:: PROBLEM ::
Count how many lines in the rows below contain the word "roman" and give only that number.

*** RECORDS SHOWN ***

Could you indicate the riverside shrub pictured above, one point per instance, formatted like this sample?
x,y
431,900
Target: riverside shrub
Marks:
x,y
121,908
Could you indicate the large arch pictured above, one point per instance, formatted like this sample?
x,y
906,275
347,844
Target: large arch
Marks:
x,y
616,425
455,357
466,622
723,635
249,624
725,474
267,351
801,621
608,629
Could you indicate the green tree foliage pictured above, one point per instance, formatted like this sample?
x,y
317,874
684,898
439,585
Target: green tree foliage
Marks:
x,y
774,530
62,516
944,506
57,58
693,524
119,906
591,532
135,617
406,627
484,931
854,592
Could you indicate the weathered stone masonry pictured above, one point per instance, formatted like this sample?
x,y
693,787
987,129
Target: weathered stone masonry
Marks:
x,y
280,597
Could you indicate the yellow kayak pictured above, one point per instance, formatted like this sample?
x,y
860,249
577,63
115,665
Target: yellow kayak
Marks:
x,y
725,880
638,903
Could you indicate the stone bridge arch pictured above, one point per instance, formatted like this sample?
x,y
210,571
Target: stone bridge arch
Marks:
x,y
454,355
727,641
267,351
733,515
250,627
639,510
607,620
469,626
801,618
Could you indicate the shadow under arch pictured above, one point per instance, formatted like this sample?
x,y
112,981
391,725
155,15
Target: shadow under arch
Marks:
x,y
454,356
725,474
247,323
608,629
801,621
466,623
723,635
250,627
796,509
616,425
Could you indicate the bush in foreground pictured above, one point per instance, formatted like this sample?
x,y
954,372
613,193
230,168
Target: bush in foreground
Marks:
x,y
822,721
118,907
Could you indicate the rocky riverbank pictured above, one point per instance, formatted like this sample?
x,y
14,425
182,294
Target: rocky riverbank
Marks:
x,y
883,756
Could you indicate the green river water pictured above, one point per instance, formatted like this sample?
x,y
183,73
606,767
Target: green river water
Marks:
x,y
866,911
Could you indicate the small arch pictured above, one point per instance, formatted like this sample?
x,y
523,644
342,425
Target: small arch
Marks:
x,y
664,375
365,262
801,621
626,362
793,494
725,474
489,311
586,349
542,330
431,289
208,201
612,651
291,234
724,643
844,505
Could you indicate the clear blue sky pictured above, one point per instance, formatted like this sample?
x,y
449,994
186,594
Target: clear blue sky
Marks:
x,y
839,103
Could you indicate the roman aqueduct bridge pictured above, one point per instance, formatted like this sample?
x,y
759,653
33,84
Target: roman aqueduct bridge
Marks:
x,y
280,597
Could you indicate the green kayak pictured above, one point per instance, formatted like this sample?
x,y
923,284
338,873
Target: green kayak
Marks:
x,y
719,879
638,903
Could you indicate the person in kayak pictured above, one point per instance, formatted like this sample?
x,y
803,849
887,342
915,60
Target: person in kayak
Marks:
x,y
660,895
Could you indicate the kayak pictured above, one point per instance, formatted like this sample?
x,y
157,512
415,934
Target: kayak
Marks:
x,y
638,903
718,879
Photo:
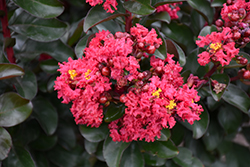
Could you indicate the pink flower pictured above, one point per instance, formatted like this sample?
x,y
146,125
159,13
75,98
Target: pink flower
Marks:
x,y
172,9
219,49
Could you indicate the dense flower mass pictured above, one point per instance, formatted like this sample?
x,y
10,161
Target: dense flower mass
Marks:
x,y
110,72
219,47
107,5
149,110
172,9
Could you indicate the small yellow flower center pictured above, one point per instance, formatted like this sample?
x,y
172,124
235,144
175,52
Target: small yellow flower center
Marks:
x,y
86,74
215,46
157,93
171,105
72,74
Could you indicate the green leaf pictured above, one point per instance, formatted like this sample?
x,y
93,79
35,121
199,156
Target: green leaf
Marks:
x,y
161,52
180,33
207,30
203,7
165,135
56,49
218,3
237,97
163,2
90,147
222,79
81,45
41,8
44,142
200,127
112,151
185,159
153,160
132,157
45,114
43,30
94,134
229,118
5,143
97,15
140,7
49,66
163,149
114,112
13,109
20,157
161,16
213,136
26,86
10,71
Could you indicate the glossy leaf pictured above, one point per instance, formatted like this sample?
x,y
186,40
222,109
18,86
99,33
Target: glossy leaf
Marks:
x,y
218,3
229,118
207,30
112,151
56,49
139,7
237,97
81,45
49,66
43,30
94,134
90,147
20,157
26,86
203,7
161,16
153,160
10,71
44,142
157,3
132,157
222,79
13,109
163,149
45,114
213,136
41,8
200,127
97,15
114,112
165,135
5,143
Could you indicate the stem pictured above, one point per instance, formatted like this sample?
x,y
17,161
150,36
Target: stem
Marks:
x,y
211,71
6,31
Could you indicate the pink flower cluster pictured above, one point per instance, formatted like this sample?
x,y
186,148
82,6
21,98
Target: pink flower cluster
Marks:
x,y
111,67
219,46
172,9
107,5
148,111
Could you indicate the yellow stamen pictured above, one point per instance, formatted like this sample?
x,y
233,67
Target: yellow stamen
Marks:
x,y
157,93
72,74
86,74
171,105
215,46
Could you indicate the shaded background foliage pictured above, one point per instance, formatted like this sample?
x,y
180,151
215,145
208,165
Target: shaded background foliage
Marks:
x,y
38,130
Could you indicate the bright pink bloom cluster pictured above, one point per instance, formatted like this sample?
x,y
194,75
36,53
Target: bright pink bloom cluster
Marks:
x,y
172,9
219,47
148,111
107,5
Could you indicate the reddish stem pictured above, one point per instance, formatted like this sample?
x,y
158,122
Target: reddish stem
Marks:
x,y
212,71
6,31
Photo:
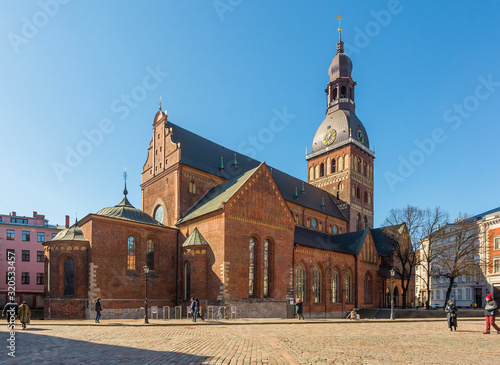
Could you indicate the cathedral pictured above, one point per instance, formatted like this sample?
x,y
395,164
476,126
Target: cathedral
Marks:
x,y
233,231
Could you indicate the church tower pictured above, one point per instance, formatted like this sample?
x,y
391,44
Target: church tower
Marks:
x,y
341,161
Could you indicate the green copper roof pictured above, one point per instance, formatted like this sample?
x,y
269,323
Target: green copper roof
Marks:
x,y
126,211
73,233
196,239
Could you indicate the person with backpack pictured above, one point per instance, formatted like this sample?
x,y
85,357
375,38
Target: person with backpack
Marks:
x,y
490,311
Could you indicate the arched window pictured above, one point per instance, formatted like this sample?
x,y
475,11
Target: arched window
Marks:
x,y
251,267
368,286
131,253
300,283
187,280
69,277
317,285
150,254
335,286
359,223
348,294
266,272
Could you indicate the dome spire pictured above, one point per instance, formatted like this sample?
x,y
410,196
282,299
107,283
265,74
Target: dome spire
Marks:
x,y
340,44
125,192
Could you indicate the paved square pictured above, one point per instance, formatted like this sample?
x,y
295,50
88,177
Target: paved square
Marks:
x,y
370,342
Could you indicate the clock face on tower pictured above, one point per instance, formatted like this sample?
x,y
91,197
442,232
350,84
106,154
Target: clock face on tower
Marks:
x,y
329,137
360,136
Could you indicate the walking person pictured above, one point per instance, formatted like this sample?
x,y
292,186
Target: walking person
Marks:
x,y
298,309
11,310
192,308
24,314
451,314
198,310
490,311
98,310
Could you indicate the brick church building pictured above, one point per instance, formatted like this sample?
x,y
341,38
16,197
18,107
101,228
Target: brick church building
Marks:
x,y
233,231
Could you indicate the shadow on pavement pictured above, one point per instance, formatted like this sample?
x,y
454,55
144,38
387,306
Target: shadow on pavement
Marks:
x,y
42,349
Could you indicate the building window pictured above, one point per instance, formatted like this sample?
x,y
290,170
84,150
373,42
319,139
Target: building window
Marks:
x,y
131,253
187,280
335,286
300,283
266,268
192,187
251,267
368,289
348,298
150,255
496,266
69,277
317,285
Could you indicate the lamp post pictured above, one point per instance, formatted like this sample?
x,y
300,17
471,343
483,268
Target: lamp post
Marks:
x,y
392,293
146,272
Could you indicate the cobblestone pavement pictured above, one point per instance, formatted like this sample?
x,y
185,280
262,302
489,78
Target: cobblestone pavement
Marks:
x,y
369,342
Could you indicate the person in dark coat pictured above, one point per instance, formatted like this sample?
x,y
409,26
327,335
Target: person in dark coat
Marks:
x,y
298,309
197,310
192,308
11,310
451,314
490,311
98,310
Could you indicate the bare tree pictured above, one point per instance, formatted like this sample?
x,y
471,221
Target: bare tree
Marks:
x,y
457,254
405,243
428,235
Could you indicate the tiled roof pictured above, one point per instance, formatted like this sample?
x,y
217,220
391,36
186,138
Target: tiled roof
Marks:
x,y
73,233
195,239
126,211
205,155
349,243
219,194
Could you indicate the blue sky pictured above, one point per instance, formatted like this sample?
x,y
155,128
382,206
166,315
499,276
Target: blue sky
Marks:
x,y
426,71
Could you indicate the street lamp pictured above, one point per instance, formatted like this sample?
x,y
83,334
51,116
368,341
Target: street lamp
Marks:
x,y
393,272
146,272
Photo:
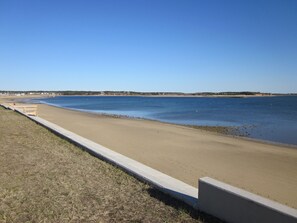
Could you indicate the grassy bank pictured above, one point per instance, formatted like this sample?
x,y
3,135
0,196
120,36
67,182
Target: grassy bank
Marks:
x,y
46,179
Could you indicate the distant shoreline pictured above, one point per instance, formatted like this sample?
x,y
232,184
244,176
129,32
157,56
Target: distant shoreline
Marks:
x,y
240,94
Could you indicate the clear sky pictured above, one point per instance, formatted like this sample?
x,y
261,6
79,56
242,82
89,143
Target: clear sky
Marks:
x,y
149,45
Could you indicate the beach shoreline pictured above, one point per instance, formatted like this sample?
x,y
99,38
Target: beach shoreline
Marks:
x,y
186,153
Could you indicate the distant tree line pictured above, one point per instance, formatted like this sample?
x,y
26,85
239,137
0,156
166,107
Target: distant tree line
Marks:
x,y
134,93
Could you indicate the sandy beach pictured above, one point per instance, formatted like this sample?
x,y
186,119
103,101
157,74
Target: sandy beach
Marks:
x,y
187,154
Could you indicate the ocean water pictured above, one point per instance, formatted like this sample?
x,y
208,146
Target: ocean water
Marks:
x,y
266,118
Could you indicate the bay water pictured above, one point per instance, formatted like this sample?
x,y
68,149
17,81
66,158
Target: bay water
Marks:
x,y
266,118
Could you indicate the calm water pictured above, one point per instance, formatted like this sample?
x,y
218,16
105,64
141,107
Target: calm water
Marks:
x,y
266,118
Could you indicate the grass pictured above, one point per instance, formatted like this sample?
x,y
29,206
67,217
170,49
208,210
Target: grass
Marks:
x,y
44,178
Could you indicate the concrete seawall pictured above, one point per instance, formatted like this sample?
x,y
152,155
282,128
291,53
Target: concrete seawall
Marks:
x,y
235,205
215,198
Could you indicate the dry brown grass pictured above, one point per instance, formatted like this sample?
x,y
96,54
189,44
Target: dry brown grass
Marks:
x,y
44,178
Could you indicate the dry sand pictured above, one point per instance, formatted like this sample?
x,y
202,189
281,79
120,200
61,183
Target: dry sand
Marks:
x,y
188,154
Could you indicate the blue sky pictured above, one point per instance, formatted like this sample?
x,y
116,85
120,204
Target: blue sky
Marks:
x,y
149,45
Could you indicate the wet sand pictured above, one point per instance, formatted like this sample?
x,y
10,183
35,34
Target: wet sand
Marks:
x,y
187,154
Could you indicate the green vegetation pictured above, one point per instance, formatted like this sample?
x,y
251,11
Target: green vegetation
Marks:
x,y
44,178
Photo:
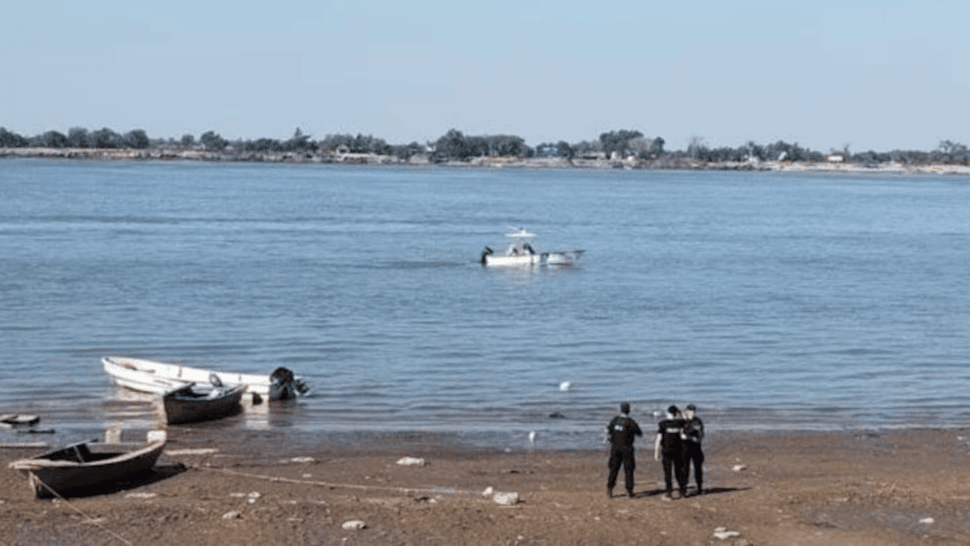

***

:: COMPLETED EXERCISE ::
2